YOUR TASK: If a line in the data below contains "trim", copy it.

ENTRIES PROVIDED:
BEGIN
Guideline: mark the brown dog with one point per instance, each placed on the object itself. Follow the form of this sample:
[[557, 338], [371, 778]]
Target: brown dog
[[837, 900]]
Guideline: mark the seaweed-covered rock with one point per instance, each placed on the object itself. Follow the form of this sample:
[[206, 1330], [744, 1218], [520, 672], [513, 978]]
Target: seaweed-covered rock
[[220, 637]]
END
BEGIN
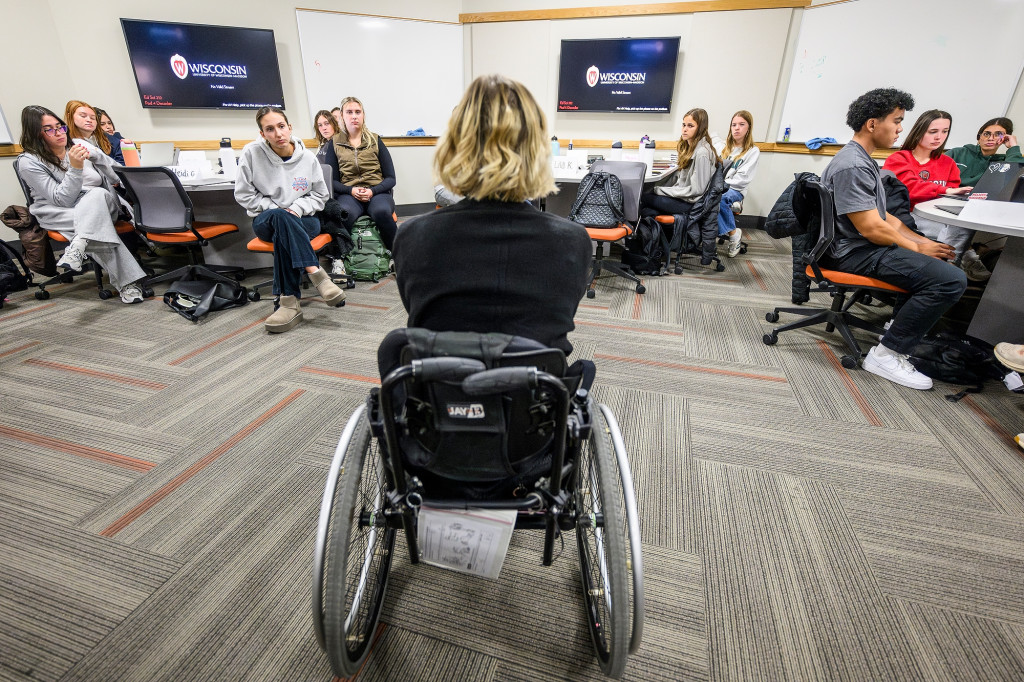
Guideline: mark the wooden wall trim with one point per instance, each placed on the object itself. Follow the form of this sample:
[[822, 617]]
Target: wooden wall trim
END
BEGIN
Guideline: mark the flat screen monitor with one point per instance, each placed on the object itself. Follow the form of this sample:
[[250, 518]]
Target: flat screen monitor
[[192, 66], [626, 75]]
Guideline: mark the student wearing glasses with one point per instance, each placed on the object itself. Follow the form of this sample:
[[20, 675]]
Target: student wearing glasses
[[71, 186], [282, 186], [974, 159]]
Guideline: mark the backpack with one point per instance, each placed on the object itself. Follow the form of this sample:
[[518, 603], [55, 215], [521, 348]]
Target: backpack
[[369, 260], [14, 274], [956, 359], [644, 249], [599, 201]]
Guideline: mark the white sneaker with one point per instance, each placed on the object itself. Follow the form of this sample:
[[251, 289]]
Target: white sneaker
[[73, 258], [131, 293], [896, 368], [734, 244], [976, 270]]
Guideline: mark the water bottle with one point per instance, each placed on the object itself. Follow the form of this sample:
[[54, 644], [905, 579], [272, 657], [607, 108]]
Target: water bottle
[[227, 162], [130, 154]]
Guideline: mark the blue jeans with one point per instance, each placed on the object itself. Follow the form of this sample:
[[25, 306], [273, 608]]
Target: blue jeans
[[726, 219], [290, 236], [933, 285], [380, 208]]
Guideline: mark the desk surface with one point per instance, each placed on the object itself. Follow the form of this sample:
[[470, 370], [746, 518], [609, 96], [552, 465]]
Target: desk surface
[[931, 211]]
END
YOUR RESPONSE:
Guideline: mark the wooden wall trim with one point per instance, each placed on the object itself. Follow the form of this sample:
Target: wooden wall trim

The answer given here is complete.